__PAGE EXCERPT__.
----------------
About 80 spectators attended the session held in Canisius Hall, said Sharon Corbiere Johnston, an instructor in Native Human Services.
Corbiere Johnston helped arrange the speaking engagement after she heard about the serious legal problems confronting the Ecuadoran visitors in her home community of Manitoulin. Some of the "negative, degrading coverage in the press" motivated her to help the defence cause in some way. In her view, "Juan and Edgar had helped many people and had done some positive things for Wiky."
The Uyunkars and their interpreter, Maria Ventura, were arrested Nov. 24, 2001 after a ceremony in which Elder Jean (Jane) Maiangowi, 71, died after ingesting a liquid made from South American plants, tobacco and water.
The practitioners of Indigenous medicine and their assistant must answer to a number of charges including criminal negligence causing death, possession, administering and trafficking in a controlled substance.
The presentation at the University of Sudbury March 21 was entirely educational in nature, Corbiere Johnston emphasized. References to the ongoing case were avoided.
----------------
__TASK DESCRIPTION__. Extend the excerpt about the University of Sudbury session, starting right after its final sentence, "References to the ongoing case were avoided."

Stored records
----------------
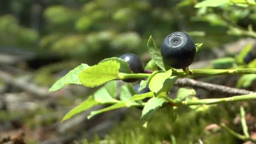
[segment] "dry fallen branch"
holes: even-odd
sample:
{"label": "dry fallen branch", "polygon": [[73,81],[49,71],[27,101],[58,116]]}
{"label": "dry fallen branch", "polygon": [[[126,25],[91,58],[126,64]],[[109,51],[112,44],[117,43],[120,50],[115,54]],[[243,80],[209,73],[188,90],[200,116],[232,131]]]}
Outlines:
{"label": "dry fallen branch", "polygon": [[0,70],[0,80],[7,84],[21,88],[40,98],[47,97],[51,95],[52,96],[53,94],[48,93],[48,88],[38,86],[32,83],[28,83],[24,79],[14,77],[1,70]]}
{"label": "dry fallen branch", "polygon": [[210,91],[219,92],[232,95],[246,95],[254,93],[252,91],[199,81],[189,78],[179,79],[176,81],[175,85],[200,88]]}

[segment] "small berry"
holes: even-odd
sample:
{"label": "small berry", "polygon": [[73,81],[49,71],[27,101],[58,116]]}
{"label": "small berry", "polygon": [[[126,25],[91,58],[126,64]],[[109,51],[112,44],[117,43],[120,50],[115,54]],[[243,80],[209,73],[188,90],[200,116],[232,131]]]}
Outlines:
{"label": "small berry", "polygon": [[251,61],[252,61],[255,58],[253,56],[253,54],[251,52],[248,52],[246,54],[245,56],[243,58],[243,61],[246,64],[248,64]]}
{"label": "small berry", "polygon": [[175,32],[163,42],[161,53],[163,60],[171,67],[182,69],[188,67],[195,57],[195,43],[187,34]]}
{"label": "small berry", "polygon": [[[134,74],[143,72],[142,61],[141,59],[135,54],[132,53],[125,53],[119,57],[125,61],[129,65],[131,70]],[[138,79],[131,79],[123,80],[128,83],[136,82]]]}
{"label": "small berry", "polygon": [[[134,86],[133,86],[133,88],[134,88],[135,91],[138,94],[143,94],[150,91],[150,90],[149,90],[149,88],[148,84],[147,85],[146,88],[143,88],[143,89],[142,89],[141,91],[139,91],[139,89],[141,88],[141,85],[139,84],[137,84],[134,85]],[[146,98],[142,99],[142,100],[143,102],[147,102],[149,100],[149,99],[150,99],[150,98]]]}
{"label": "small berry", "polygon": [[147,93],[150,91],[149,88],[148,84],[147,85],[146,88],[144,88],[141,91],[139,91],[139,89],[141,88],[141,85],[139,84],[137,84],[134,85],[134,86],[133,86],[133,88],[134,88],[135,91],[136,92],[136,93],[137,93],[137,94],[138,94]]}

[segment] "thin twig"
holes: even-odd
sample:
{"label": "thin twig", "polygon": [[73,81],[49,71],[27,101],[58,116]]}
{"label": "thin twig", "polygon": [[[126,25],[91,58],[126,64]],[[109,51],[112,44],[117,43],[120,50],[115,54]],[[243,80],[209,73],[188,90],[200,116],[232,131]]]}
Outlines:
{"label": "thin twig", "polygon": [[249,138],[250,135],[248,132],[248,128],[247,127],[246,120],[245,120],[245,109],[243,106],[240,107],[240,113],[241,114],[241,117],[242,118],[241,122],[243,133],[246,137]]}
{"label": "thin twig", "polygon": [[175,85],[181,86],[191,86],[211,91],[217,91],[234,95],[246,95],[254,93],[252,91],[199,81],[189,78],[178,79],[176,81]]}
{"label": "thin twig", "polygon": [[251,137],[247,137],[245,136],[242,135],[239,133],[237,133],[236,132],[235,132],[235,131],[227,126],[227,125],[226,125],[223,123],[219,123],[219,125],[220,125],[221,127],[228,131],[229,133],[230,133],[234,136],[236,137],[237,139],[241,139],[244,141],[250,141],[253,143],[256,143],[256,140],[253,139]]}

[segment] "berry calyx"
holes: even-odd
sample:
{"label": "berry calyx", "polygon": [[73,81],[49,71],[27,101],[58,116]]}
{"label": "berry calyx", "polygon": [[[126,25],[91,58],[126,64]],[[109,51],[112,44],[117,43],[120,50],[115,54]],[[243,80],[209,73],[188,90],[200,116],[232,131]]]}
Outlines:
{"label": "berry calyx", "polygon": [[161,53],[163,60],[175,69],[188,67],[195,59],[196,49],[189,36],[182,32],[175,32],[163,42]]}

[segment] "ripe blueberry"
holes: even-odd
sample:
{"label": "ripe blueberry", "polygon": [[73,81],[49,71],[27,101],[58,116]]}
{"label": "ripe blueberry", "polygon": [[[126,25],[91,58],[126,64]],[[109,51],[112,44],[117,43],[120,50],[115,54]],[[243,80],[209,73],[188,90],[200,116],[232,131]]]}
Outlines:
{"label": "ripe blueberry", "polygon": [[[143,88],[143,89],[142,89],[142,90],[141,90],[141,91],[139,91],[139,89],[141,88],[141,85],[139,84],[137,84],[134,85],[134,86],[133,86],[133,88],[134,88],[135,91],[136,92],[136,93],[137,93],[137,94],[138,94],[145,93],[150,91],[150,90],[149,90],[149,88],[148,84],[147,85],[147,86],[146,87],[146,88]],[[147,102],[149,99],[150,99],[150,98],[145,98],[142,99],[142,101],[143,102]]]}
{"label": "ripe blueberry", "polygon": [[163,60],[171,67],[182,69],[191,64],[196,53],[195,43],[187,34],[175,32],[163,42],[161,53]]}
{"label": "ripe blueberry", "polygon": [[245,57],[244,57],[243,61],[245,64],[248,64],[252,61],[255,58],[255,57],[253,56],[252,53],[251,52],[249,52],[246,54]]}
{"label": "ripe blueberry", "polygon": [[134,85],[134,86],[133,86],[133,88],[134,88],[134,90],[135,90],[136,93],[137,93],[138,94],[147,93],[150,91],[149,88],[148,84],[147,85],[146,88],[144,88],[141,91],[139,91],[139,89],[141,88],[141,85],[139,84],[137,84]]}
{"label": "ripe blueberry", "polygon": [[[119,57],[125,61],[129,65],[131,70],[133,73],[137,74],[143,72],[142,61],[141,59],[135,54],[132,53],[125,53]],[[133,83],[137,81],[138,79],[130,79],[123,80],[128,83]]]}

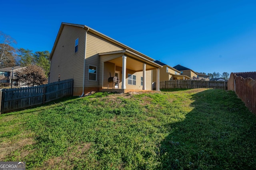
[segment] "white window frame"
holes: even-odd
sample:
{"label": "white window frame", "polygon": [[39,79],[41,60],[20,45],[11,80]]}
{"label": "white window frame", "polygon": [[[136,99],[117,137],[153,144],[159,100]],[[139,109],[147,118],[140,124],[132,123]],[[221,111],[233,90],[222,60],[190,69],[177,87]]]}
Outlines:
{"label": "white window frame", "polygon": [[[77,40],[77,44],[76,43]],[[75,40],[75,53],[77,53],[78,51],[78,42],[79,41],[79,38],[77,38]],[[76,47],[77,47],[77,50],[76,51]]]}
{"label": "white window frame", "polygon": [[[92,66],[92,67],[96,67],[96,73],[92,73],[92,72],[90,72],[90,66]],[[98,71],[98,67],[96,66],[92,66],[90,65],[89,65],[88,66],[88,80],[90,80],[90,81],[97,81],[97,72]],[[89,79],[89,77],[90,77],[89,75],[90,74],[94,74],[96,75],[96,80],[90,80]]]}
{"label": "white window frame", "polygon": [[[132,76],[132,79],[131,79],[130,78],[129,78],[129,77],[130,77],[130,76]],[[135,79],[134,79],[134,76],[135,76]],[[136,75],[135,74],[128,74],[128,78],[127,78],[127,84],[128,84],[128,85],[134,85],[136,86],[136,78],[137,78],[137,77],[136,77]],[[132,84],[129,84],[129,80],[131,80],[132,82]],[[135,80],[135,84],[134,84],[133,83],[133,81]]]}

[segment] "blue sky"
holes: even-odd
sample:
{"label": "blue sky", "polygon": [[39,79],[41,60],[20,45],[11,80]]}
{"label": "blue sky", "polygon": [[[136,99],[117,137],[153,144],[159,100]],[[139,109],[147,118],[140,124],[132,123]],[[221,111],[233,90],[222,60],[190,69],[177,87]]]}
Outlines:
{"label": "blue sky", "polygon": [[256,71],[255,0],[92,1],[4,1],[0,31],[50,52],[62,22],[85,25],[171,66]]}

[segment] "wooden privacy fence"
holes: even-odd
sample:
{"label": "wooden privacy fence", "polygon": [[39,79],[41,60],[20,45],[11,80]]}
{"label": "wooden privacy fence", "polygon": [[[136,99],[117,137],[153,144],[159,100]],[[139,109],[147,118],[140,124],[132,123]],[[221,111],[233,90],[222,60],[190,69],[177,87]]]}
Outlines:
{"label": "wooden privacy fence", "polygon": [[220,81],[203,81],[192,80],[176,80],[160,82],[160,89],[214,88],[228,90],[227,82]]}
{"label": "wooden privacy fence", "polygon": [[1,113],[3,113],[73,95],[73,79],[37,86],[2,89],[0,91]]}
{"label": "wooden privacy fence", "polygon": [[256,72],[232,72],[230,76],[228,86],[228,90],[234,91],[246,106],[252,113],[256,115],[255,80]]}

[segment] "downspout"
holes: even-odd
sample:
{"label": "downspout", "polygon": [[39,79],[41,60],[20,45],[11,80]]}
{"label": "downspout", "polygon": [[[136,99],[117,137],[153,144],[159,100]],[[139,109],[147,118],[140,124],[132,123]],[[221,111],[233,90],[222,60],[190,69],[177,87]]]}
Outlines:
{"label": "downspout", "polygon": [[82,94],[80,97],[83,97],[84,94],[84,81],[85,80],[85,59],[86,56],[86,41],[87,40],[87,32],[89,31],[89,28],[85,32],[85,36],[84,37],[84,72],[83,75],[83,93]]}

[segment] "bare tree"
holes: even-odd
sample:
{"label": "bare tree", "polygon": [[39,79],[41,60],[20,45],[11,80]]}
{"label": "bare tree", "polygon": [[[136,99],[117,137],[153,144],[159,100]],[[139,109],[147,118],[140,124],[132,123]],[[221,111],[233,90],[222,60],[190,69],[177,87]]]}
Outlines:
{"label": "bare tree", "polygon": [[15,65],[16,50],[12,45],[16,43],[11,36],[0,31],[0,67]]}
{"label": "bare tree", "polygon": [[35,86],[47,84],[44,71],[36,65],[30,65],[16,72],[16,80],[24,86]]}

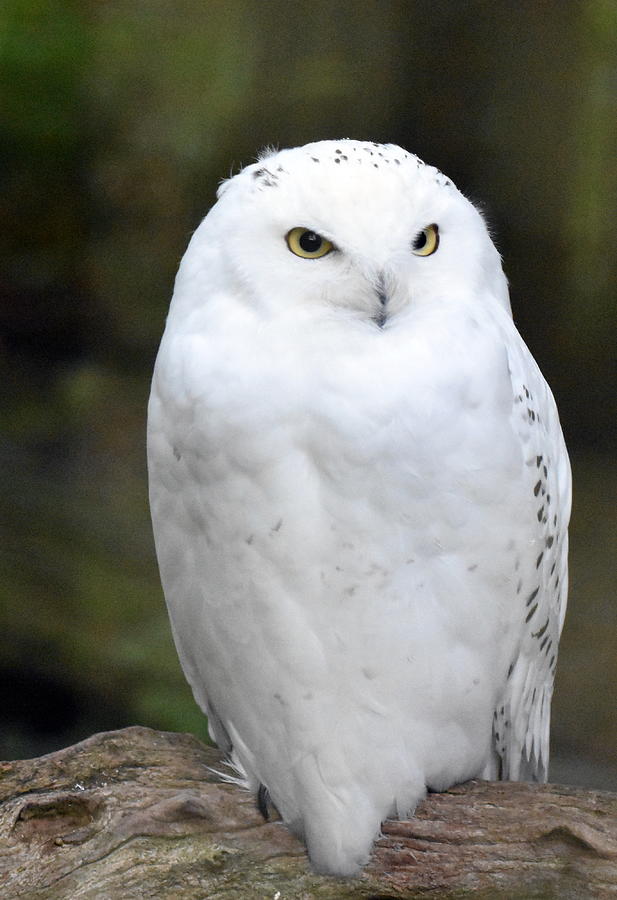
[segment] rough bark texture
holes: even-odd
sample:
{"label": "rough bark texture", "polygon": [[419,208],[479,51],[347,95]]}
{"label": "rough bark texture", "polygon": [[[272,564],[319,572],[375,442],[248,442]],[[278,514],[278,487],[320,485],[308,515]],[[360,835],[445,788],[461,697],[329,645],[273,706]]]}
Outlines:
{"label": "rough bark texture", "polygon": [[190,735],[139,727],[0,763],[0,897],[617,896],[617,794],[472,781],[385,823],[362,875],[335,879],[221,764]]}

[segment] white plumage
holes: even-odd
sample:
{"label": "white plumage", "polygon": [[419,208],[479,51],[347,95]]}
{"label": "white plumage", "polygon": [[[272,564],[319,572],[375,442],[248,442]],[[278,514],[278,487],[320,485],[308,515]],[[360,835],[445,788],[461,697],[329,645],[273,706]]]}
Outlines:
{"label": "white plumage", "polygon": [[546,778],[568,458],[440,172],[344,140],[225,182],[176,280],[148,456],[184,671],[317,869],[357,871],[427,787]]}

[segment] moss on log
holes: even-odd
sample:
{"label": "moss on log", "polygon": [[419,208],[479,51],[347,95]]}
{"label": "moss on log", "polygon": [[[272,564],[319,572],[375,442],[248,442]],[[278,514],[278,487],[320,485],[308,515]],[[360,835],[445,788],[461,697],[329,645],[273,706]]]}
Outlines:
{"label": "moss on log", "polygon": [[187,734],[126,728],[0,763],[3,900],[617,896],[617,794],[472,781],[384,823],[354,879],[316,875]]}

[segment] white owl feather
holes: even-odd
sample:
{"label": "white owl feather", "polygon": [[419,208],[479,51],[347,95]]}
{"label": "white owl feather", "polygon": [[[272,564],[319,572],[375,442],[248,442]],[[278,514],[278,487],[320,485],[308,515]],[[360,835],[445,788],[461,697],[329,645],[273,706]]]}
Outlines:
{"label": "white owl feather", "polygon": [[156,548],[212,737],[317,869],[427,787],[546,778],[570,474],[482,217],[393,145],[271,152],[176,280]]}

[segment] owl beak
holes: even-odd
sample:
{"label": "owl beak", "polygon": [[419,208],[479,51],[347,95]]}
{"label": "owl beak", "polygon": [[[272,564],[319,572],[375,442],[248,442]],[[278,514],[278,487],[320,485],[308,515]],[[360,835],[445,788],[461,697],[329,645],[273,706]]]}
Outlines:
{"label": "owl beak", "polygon": [[379,309],[373,316],[373,321],[379,328],[383,328],[386,323],[386,319],[388,318],[386,307],[388,305],[389,299],[386,293],[383,275],[379,275],[379,277],[377,278],[375,284],[375,293],[377,294],[377,299],[379,300]]}

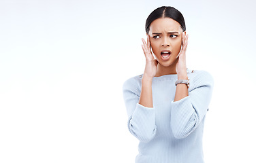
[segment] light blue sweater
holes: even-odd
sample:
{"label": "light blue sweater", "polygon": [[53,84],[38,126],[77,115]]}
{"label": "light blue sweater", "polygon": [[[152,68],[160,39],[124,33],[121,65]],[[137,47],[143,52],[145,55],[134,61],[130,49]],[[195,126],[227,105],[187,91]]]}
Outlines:
{"label": "light blue sweater", "polygon": [[129,132],[140,140],[135,163],[202,163],[204,118],[212,94],[212,76],[187,69],[189,96],[174,102],[177,74],[154,77],[153,107],[139,104],[143,74],[123,86]]}

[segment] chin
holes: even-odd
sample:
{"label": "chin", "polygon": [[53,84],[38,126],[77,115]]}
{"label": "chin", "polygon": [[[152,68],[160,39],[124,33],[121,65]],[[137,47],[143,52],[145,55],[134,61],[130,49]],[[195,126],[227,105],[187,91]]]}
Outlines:
{"label": "chin", "polygon": [[[161,57],[161,56],[160,56]],[[163,66],[163,67],[170,67],[170,65],[173,65],[174,63],[175,63],[175,61],[177,60],[177,58],[170,58],[167,61],[163,61],[161,60],[161,58],[160,58],[160,59],[157,59],[157,61],[158,62]],[[159,62],[160,60],[160,62]]]}

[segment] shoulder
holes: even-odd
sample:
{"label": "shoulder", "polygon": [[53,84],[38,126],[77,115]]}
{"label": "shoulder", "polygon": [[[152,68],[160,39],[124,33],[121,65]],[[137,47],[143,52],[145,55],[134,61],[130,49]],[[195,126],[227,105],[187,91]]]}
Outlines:
{"label": "shoulder", "polygon": [[140,88],[143,74],[140,74],[126,79],[123,84],[123,90]]}

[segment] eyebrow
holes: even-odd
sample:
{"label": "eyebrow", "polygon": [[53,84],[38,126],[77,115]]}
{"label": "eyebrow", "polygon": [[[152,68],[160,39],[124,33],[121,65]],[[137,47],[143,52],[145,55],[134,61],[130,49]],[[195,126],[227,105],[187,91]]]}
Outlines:
{"label": "eyebrow", "polygon": [[[178,33],[178,32],[168,32],[168,34],[174,34],[174,33]],[[162,34],[161,33],[152,33],[153,35],[161,35]]]}

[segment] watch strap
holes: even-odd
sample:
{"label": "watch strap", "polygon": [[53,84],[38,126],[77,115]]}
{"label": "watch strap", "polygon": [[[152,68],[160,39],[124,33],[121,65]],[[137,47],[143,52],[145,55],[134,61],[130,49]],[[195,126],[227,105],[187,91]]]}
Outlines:
{"label": "watch strap", "polygon": [[177,86],[178,84],[186,84],[187,87],[189,88],[189,79],[178,79],[175,82],[175,86]]}

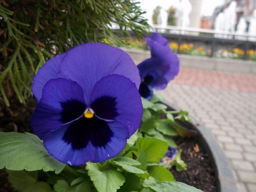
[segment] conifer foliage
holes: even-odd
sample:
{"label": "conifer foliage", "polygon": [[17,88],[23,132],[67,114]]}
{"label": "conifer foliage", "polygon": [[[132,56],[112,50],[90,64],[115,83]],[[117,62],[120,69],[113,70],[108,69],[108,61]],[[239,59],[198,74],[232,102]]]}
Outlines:
{"label": "conifer foliage", "polygon": [[[46,60],[86,42],[126,46],[149,28],[132,0],[0,0],[0,97],[25,104]],[[113,24],[120,30],[112,28]]]}

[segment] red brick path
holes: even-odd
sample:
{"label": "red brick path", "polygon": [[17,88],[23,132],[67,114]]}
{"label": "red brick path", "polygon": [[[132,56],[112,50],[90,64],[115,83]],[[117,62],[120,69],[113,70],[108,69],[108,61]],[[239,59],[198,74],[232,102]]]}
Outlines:
{"label": "red brick path", "polygon": [[173,81],[177,84],[256,93],[256,75],[181,68]]}

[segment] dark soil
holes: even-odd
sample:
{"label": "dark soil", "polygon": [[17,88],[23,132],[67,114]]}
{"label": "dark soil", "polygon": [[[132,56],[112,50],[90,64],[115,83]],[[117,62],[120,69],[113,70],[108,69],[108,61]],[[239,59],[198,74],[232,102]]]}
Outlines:
{"label": "dark soil", "polygon": [[[31,98],[24,105],[15,98],[11,99],[11,107],[9,108],[1,99],[0,97],[0,131],[33,132],[30,119],[37,104],[36,100]],[[183,125],[189,128],[191,126],[188,124]],[[176,139],[178,148],[182,150],[181,158],[188,164],[187,170],[179,172],[175,167],[173,167],[170,171],[177,181],[194,186],[205,192],[217,192],[214,170],[208,155],[198,143],[197,137]],[[0,170],[0,192],[15,192],[9,183],[7,177],[4,169]]]}
{"label": "dark soil", "polygon": [[193,186],[205,192],[217,191],[213,169],[208,154],[198,143],[196,137],[176,141],[178,149],[182,149],[181,159],[188,165],[187,170],[178,172],[175,167],[170,170],[176,181]]}

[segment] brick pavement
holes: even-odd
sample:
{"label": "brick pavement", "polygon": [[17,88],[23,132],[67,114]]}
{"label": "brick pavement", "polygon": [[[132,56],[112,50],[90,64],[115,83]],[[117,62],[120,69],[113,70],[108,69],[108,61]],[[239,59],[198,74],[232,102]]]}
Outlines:
{"label": "brick pavement", "polygon": [[212,133],[230,160],[239,191],[256,192],[256,75],[183,68],[158,92]]}

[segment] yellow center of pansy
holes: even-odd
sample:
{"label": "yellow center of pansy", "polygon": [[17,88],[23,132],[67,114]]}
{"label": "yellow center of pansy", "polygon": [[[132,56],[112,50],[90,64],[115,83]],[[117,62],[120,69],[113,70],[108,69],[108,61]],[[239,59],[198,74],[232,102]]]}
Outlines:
----------------
__WRITTEN ANSWER__.
Drawing upon his 36 years of experience as an uwishin or natural healer, the elder Uyunkar introduced the assembly to the cosmovision of the Shuar and Putukmai peoples. Although he guided the audience through the basic tenets of Shuar beliefs, Corbiere Johnston stressed that, in the time allotted, it was only possible to skim the surface. A return visit would be needed to delve further into the pharmacology and ethnobotany of the rich tradition in the Amazon.
In conjunction with the lecture, staff and students made donations to the Uyunkar Defence and Support Fund.
A preliminary hearing will be held on May 14 in Wikwemikong.